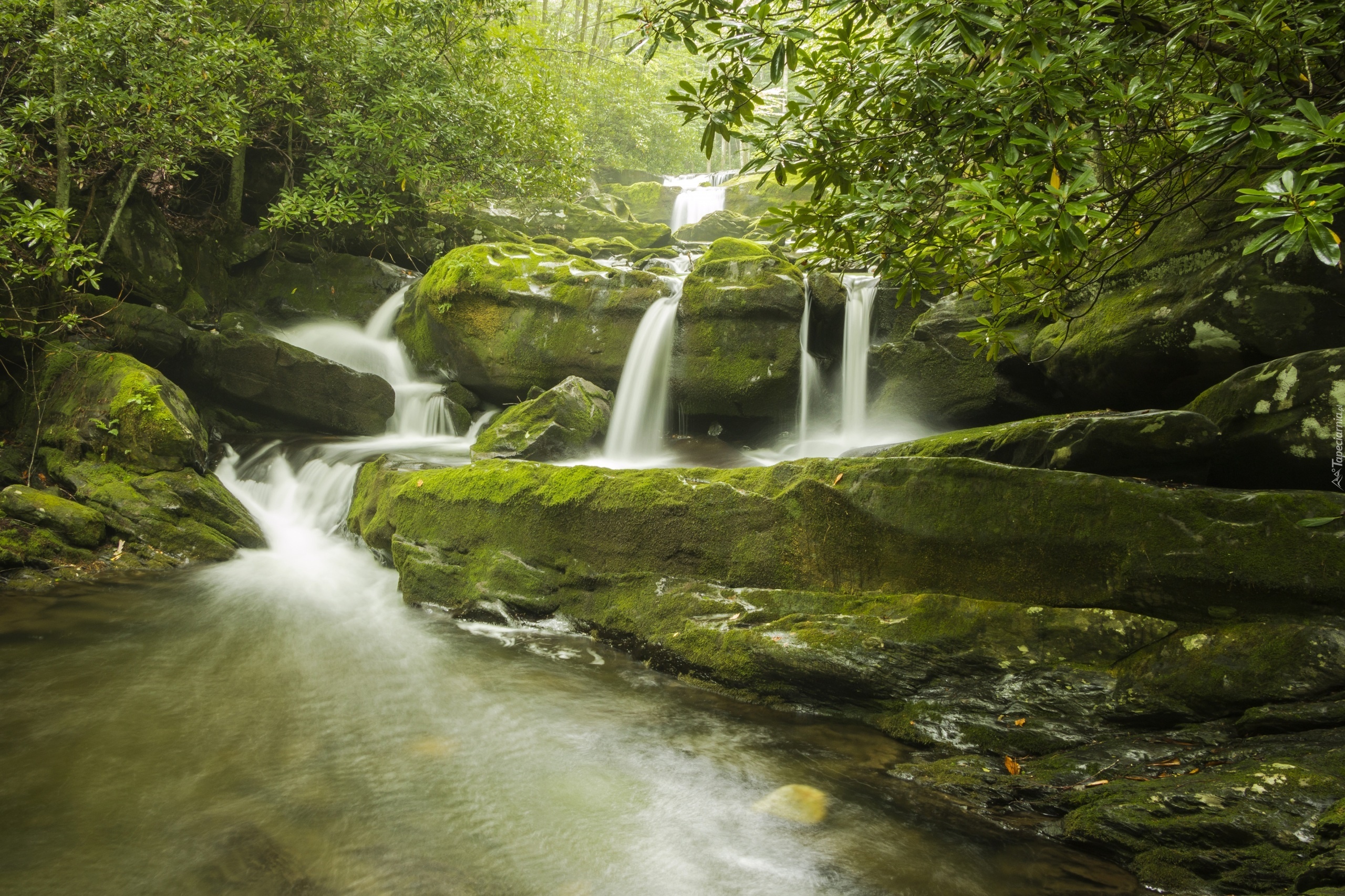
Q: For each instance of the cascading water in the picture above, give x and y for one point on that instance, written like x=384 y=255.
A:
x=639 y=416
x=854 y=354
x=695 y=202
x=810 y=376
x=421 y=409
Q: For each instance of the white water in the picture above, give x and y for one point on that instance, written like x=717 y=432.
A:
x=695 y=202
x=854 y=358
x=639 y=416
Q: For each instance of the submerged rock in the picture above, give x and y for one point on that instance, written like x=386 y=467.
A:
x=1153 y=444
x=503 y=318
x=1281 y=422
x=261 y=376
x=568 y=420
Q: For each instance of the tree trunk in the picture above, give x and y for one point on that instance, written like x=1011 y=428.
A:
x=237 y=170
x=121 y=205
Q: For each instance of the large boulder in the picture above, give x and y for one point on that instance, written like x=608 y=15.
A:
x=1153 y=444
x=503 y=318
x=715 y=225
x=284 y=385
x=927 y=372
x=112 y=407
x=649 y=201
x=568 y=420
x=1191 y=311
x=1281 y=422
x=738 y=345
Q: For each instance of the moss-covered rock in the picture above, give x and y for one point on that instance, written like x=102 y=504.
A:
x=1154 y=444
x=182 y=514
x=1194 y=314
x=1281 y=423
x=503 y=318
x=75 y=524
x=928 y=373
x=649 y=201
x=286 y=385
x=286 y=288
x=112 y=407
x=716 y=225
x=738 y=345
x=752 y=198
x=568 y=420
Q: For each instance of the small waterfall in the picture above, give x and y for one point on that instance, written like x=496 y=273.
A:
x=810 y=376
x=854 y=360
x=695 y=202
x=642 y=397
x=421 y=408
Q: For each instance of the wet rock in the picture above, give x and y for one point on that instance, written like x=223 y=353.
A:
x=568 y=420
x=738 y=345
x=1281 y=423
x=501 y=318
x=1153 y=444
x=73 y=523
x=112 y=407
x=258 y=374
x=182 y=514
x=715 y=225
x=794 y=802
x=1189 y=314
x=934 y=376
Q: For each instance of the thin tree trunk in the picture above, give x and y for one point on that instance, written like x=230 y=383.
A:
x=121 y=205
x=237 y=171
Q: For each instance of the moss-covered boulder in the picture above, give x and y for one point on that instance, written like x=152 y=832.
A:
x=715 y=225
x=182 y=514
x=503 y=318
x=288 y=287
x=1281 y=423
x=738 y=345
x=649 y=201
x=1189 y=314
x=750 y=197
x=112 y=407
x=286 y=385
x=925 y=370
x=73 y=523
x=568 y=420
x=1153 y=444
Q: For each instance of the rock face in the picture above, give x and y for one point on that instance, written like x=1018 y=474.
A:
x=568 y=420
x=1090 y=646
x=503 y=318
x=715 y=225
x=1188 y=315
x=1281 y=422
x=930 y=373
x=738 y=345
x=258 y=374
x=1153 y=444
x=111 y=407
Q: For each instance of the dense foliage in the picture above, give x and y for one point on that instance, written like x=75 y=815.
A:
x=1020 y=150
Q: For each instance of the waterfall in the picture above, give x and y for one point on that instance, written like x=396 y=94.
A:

> Written request: Rewrite the lines of the records from the one containing "Q: For each instance of the small" through the one containing "x=421 y=408", changing "small waterfall" to "narrow cascade" and leaving all else the same. Give only those lines.

> Answer to the problem:
Q: For each instance of the narrow cascade in the picture above, give x and y for one point on that instance, written like x=496 y=273.
A:
x=810 y=376
x=854 y=360
x=695 y=202
x=642 y=397
x=421 y=408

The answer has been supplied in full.